**WHAT IS NEEDED:** Give the stretch of the records below from the line containing "In this exercise you will locate the brick" through the end of the records as a JSON list of strings, one string per line and blank lines left out.

Location identification entries:
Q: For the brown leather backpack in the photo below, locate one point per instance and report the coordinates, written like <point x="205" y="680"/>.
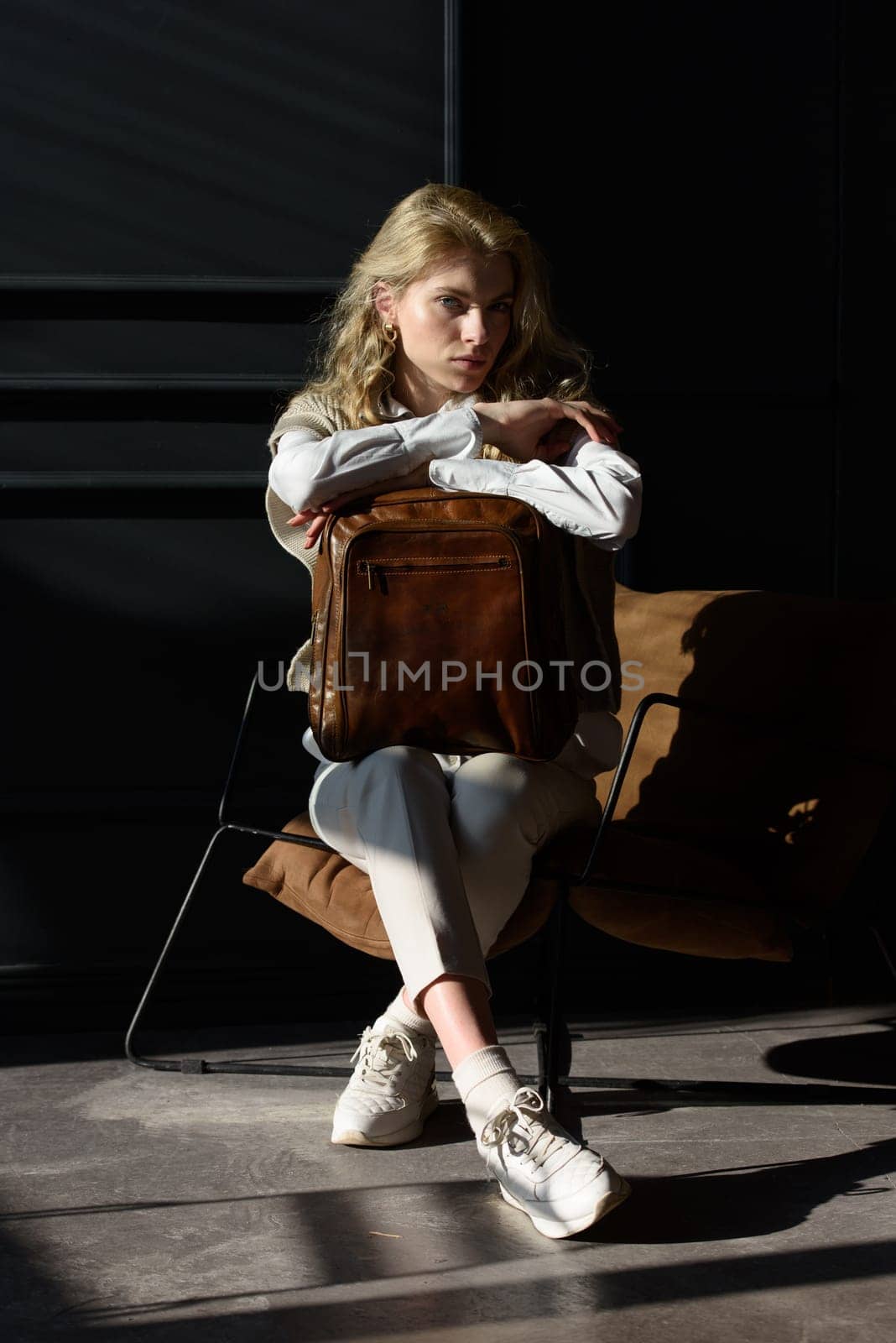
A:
<point x="436" y="619"/>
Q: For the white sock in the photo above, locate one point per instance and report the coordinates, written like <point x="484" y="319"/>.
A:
<point x="408" y="1018"/>
<point x="484" y="1079"/>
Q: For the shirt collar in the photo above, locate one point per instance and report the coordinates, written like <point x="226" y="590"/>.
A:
<point x="396" y="410"/>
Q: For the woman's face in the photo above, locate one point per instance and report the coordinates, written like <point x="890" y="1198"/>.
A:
<point x="463" y="308"/>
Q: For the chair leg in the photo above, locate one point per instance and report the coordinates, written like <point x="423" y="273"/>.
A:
<point x="551" y="1033"/>
<point x="169" y="1064"/>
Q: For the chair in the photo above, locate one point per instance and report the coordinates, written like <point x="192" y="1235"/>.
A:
<point x="685" y="857"/>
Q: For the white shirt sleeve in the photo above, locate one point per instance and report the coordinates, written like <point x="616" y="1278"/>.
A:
<point x="596" y="494"/>
<point x="309" y="469"/>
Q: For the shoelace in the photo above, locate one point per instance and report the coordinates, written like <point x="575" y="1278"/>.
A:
<point x="383" y="1054"/>
<point x="517" y="1126"/>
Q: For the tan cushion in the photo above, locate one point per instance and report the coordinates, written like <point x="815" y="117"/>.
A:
<point x="331" y="892"/>
<point x="795" y="819"/>
<point x="711" y="907"/>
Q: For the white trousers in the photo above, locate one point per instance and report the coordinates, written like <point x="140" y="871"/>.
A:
<point x="448" y="853"/>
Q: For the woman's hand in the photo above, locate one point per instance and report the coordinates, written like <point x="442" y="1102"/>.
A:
<point x="526" y="429"/>
<point x="318" y="516"/>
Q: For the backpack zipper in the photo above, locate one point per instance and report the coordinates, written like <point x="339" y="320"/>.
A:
<point x="439" y="564"/>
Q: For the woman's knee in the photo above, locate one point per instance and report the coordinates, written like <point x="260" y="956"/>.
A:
<point x="400" y="759"/>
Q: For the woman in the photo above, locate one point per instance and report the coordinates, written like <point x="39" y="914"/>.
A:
<point x="441" y="366"/>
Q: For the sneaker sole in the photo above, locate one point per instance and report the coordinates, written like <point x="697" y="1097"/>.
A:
<point x="558" y="1228"/>
<point x="356" y="1138"/>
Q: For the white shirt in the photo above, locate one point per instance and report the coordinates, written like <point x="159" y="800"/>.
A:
<point x="596" y="494"/>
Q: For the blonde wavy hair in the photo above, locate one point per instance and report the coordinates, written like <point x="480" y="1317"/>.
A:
<point x="352" y="356"/>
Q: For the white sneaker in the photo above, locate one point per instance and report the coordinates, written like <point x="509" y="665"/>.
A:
<point x="544" y="1172"/>
<point x="392" y="1090"/>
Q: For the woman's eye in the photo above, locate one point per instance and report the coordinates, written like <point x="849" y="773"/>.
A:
<point x="502" y="304"/>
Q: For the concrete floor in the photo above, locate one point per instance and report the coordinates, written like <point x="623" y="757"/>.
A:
<point x="147" y="1205"/>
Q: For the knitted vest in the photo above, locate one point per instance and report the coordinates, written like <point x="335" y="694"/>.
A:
<point x="589" y="591"/>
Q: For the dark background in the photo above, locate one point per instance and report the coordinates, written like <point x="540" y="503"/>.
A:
<point x="185" y="187"/>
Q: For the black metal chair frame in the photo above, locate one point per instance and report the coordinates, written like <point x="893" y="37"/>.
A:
<point x="550" y="1031"/>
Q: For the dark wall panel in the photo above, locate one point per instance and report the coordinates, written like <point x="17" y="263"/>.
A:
<point x="211" y="138"/>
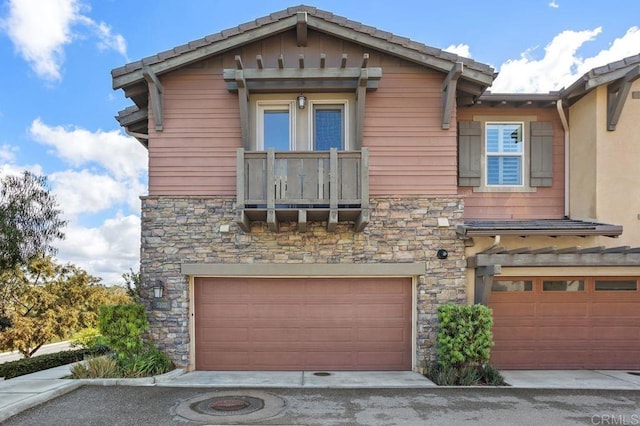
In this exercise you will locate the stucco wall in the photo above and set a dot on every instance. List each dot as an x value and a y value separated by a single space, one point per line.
605 180
178 230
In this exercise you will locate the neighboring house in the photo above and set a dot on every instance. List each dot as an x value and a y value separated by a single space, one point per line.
318 187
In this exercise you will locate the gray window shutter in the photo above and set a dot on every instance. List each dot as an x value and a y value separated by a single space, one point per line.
541 153
469 153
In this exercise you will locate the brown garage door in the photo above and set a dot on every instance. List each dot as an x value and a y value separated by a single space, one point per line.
303 324
560 323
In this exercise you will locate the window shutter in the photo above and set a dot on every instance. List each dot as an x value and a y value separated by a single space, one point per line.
469 153
541 153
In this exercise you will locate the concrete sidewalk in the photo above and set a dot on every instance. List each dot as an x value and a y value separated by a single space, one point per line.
24 392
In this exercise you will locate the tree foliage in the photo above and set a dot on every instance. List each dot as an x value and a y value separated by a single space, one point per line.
132 284
44 301
29 219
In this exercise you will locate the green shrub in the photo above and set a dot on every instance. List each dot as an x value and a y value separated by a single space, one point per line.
464 335
12 369
122 327
87 338
149 362
470 375
96 368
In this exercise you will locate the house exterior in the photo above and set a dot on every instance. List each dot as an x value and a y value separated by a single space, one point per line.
318 187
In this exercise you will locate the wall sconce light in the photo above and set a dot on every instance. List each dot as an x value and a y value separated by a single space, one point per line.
442 254
301 101
158 289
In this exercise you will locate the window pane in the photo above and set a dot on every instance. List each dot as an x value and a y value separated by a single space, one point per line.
614 285
328 128
504 170
571 285
504 138
512 286
276 130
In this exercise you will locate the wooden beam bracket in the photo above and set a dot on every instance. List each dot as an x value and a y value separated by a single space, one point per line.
301 28
156 91
449 93
617 93
484 281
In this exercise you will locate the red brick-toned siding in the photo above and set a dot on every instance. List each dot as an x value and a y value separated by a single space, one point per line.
410 154
545 203
195 153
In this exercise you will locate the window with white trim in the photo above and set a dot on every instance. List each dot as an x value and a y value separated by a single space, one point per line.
275 125
323 124
504 153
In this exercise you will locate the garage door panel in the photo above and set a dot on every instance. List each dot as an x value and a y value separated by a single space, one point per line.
302 324
619 309
565 309
386 334
333 334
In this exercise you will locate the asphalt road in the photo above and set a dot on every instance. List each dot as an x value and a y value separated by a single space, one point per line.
117 405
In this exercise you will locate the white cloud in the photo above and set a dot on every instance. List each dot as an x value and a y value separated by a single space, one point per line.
107 251
40 29
7 154
121 155
460 49
85 192
561 64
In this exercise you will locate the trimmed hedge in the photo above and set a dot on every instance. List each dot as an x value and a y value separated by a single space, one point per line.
464 335
12 369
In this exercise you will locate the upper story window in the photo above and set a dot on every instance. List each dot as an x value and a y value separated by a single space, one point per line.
323 124
275 126
504 153
328 126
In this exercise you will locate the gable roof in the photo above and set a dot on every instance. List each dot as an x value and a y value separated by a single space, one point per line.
605 74
317 19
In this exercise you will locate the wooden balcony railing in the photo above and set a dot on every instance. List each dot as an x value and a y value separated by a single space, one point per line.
302 186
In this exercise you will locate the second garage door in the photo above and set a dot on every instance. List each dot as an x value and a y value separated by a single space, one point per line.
303 324
560 323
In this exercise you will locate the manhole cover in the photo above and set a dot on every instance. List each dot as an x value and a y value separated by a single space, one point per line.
230 407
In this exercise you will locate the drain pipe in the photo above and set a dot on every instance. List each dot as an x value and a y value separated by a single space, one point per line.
565 126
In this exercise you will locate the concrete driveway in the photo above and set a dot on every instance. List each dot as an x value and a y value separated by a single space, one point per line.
116 405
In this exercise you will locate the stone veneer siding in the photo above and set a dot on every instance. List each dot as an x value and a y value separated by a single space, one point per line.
178 230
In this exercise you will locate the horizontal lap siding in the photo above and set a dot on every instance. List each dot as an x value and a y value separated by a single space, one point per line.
195 154
545 203
409 153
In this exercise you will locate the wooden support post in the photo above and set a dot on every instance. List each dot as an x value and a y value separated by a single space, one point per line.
302 220
301 28
156 91
243 104
333 190
243 221
272 220
449 93
238 60
343 62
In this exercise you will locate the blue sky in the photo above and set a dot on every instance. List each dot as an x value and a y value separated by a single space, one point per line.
57 105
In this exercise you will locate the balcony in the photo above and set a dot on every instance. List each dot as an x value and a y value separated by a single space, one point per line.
303 186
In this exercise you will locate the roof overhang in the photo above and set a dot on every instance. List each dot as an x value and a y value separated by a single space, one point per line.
490 263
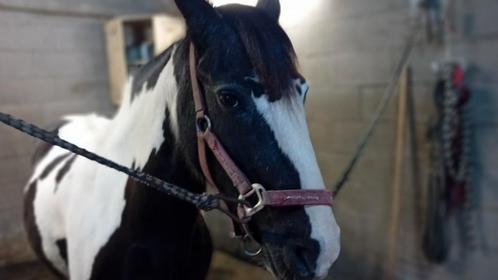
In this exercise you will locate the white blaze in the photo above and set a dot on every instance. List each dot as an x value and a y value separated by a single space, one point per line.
286 119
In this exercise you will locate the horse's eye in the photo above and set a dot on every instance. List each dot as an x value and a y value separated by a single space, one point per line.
228 99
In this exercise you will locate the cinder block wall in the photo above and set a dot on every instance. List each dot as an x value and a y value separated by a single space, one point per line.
348 51
52 63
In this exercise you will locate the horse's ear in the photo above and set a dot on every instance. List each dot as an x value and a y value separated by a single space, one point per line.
271 7
201 18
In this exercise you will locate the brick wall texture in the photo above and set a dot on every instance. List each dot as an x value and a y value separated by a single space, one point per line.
50 66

**WRITTEN ANSWER:**
[
  "In this exercise you will locate the brick wall texture in the photo above and set a dot on every instance. List each dot as an x value and a y value separated by a single space, one point per line.",
  "50 66"
]